What you return should match every entry, character for character.

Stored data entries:
Segment Open

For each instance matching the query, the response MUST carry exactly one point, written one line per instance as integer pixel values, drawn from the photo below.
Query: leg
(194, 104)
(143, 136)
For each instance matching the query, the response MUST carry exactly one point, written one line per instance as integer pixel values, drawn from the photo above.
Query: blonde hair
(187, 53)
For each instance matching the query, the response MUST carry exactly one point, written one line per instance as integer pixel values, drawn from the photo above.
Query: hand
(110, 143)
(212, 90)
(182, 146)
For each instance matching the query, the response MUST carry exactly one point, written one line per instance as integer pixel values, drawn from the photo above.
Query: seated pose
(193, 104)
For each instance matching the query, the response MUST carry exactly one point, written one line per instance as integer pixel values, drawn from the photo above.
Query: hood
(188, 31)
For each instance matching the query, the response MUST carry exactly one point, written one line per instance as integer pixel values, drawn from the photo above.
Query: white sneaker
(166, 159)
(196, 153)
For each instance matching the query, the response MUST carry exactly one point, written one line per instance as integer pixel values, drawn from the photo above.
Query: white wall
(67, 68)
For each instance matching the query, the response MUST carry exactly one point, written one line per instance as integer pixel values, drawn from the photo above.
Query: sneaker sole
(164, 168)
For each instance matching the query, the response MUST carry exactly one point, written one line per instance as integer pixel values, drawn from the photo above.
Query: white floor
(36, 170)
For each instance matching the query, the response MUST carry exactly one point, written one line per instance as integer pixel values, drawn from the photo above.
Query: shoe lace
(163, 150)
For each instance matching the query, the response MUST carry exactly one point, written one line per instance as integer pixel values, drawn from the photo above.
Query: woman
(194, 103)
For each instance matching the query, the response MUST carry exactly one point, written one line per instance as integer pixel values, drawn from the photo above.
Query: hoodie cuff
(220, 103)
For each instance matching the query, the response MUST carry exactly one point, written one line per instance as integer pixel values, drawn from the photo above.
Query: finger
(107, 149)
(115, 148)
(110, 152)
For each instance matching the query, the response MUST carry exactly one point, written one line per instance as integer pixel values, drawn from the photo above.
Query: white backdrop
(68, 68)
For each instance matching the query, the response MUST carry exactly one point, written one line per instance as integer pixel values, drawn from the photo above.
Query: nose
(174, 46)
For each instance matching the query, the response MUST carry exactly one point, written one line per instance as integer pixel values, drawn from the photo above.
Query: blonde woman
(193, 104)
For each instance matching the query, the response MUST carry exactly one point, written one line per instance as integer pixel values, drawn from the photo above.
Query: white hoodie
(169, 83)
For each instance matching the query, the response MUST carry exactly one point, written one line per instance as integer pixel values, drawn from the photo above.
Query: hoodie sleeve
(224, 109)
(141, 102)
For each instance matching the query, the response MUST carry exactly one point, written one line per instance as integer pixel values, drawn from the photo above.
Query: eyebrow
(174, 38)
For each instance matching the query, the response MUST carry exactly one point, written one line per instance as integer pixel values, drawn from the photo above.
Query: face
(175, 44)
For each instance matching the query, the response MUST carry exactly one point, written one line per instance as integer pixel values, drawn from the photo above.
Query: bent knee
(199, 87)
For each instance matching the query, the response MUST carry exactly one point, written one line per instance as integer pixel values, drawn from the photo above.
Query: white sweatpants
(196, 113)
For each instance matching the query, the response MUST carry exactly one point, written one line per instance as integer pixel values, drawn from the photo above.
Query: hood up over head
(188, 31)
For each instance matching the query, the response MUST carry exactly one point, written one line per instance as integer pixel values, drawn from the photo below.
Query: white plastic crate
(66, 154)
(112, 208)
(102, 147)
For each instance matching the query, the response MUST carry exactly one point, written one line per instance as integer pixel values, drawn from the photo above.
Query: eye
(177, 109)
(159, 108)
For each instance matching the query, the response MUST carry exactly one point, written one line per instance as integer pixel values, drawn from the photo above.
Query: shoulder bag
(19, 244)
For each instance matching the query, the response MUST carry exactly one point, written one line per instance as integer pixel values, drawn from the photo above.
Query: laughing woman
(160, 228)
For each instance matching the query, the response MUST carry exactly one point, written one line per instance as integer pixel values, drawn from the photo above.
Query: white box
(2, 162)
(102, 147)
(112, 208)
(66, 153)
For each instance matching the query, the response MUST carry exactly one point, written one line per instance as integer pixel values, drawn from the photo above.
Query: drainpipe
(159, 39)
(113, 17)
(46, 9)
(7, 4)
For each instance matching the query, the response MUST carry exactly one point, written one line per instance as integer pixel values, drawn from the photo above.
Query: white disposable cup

Segment Closed

Written answer
For each instance matching the query, the response MUST carry exactly one point, written one line per instance as integer pixel values, drawn from the photo below.
Query: leg
(194, 104)
(143, 136)
For each instance matching the query, the response MUST carry exactly one point, written one line per instance as integer pixel values, drawn from the photo above.
Query: blonde hair
(187, 53)
For each instance matching the query, the response MUST carry exactly one point, written one line per instance as integer pixel values, drawn from the photo above.
Query: hand
(110, 143)
(212, 90)
(182, 146)
For each instance matching the query, the response MUST carry exactly one point, written one line per instance as integer pixel values, drawn from the photo above.
Query: seated pose
(193, 104)
For each instance matching the query, the response MUST carry exactly one point, written one line per instance as integer pixel values, drawn from the photo above.
Query: hood
(188, 31)
For each instance matching the query, the response MUST carry exactly one point, written one line per instance as integer pixel values, drawn from the photo above.
Query: white sneaker
(166, 159)
(196, 153)
For each instance matching the query, the response MUST carry exactly one point, written one line per instance as integer pixel values, drawn from the photo above.
Query: white wall
(67, 68)
For each instance matching the query, the response MUST carry exactly one point, written one line per instance as integer pixel values, drawn from the photo above.
Query: sneaker sole
(164, 168)
For each instance matching the query, the response MUST carry exactly one point, written one line per instance as integer pixel values, drawn from the photo above.
Query: white floor
(36, 170)
For each instance matching the query, the response MUST carry exactly one point, written one line per instance as integer pixel values, drawn from the photo above.
Query: shoe lace
(163, 150)
For each instance matching the query, the response MUST carry exactly one point, written one line per instance as integer pixel values, drawn from the photo above.
Query: woman
(194, 103)
For each instance matching the query, the response MUST carry exactly one point, written one line per instance as integer pixel values, drawn from the photo above.
Query: hoodie cuff
(220, 103)
For each instance matching the query, the response MUST carry exactly one point, written one line per instance as integer pixel values, drawn from the photo above.
Query: finger
(107, 149)
(115, 148)
(110, 152)
For each instance matching the query, the response MUST carry exactly one point, written one line per instance as integer pixel values, drawn from the photo above.
Query: white backdrop
(68, 68)
For each instance matching the query, the response MUST carry exactly one point, written one line per instance as integer pixel values, drawn from the photo above.
Query: nose
(174, 46)
For each instance matching the query, the response MUST carry exactly one point, written one line per instance as integer pixel values, drawn from the photo above.
Query: blonde woman
(193, 104)
For each instance matching the query, the response MUST carry exactly one point, written one line per instance as integer pixel values, drawn from the photo above.
Query: white hoodie
(169, 83)
For each instance matching the query, the response MUST carry exactly one point, written one line per instance as integer pixel values, drawn from the photo above.
Query: hoodie sleeve
(224, 109)
(141, 102)
For each instance matching the query, the response MUST carry exactly one point, written one line per instance as integer pixel values, drawn from the photo above.
Query: eyebrow
(174, 38)
For each instance matching the query, the response MUST carry exactly one point, written one line per instance as integer pixel values, drawn from the photo above.
Query: face
(175, 44)
For each instance matching the query, the response MUST carry exactly one point, written one line per instance as integer pixel values, drawn from the photo above.
Query: bent knee
(199, 87)
For each instance matching the query, the response MUST carry exactly one point, written one line per instance as integer pixel values, drawn from the photo above.
Query: white sweatpants
(196, 113)
For each instance matching the query, the response MUST carry exactly one point, written one line per instance as integer pixel values, drawn from the photo above.
Query: hood up over head
(188, 31)
For each instance matching the query, the response MUST carry exactly one point, written one line per instance as integer pixel values, drawn from the photo below.
Query: white plastic crate
(66, 154)
(112, 208)
(102, 147)
For each instance matching the query, the response MUST carry exactly one point, written one line per instance as integer pixel values, drawn from the photo above.
Query: eye
(177, 109)
(159, 108)
For each instance matching the query, the response MUST carry exactly one point, written one line per instance as integer pixel values, drawn from the photo above.
Query: shoulder bag
(19, 244)
For each instance matching the query, the response MUST carry exactly one point, written one line per instance as integer pixel values, drawn from the photo above.
Query: laughing woman
(160, 228)
For each instance matching the query, the response MUST carry exactly one point, written one line per instance as integer pixel values, drawn from the photo above.
Query: white box
(2, 162)
(102, 147)
(112, 208)
(66, 153)
For each instance matching the query, the response MUST carry exactly one point, written one line per instance as integer pixel values, drawn from the photo above.
Query: drainpipe
(159, 39)
(113, 17)
(46, 9)
(7, 4)
For each instance matching the query, the response MUST carry exactly one point, written one line per instance as integer pixel values, drawn from the photo above.
Query: white disposable cup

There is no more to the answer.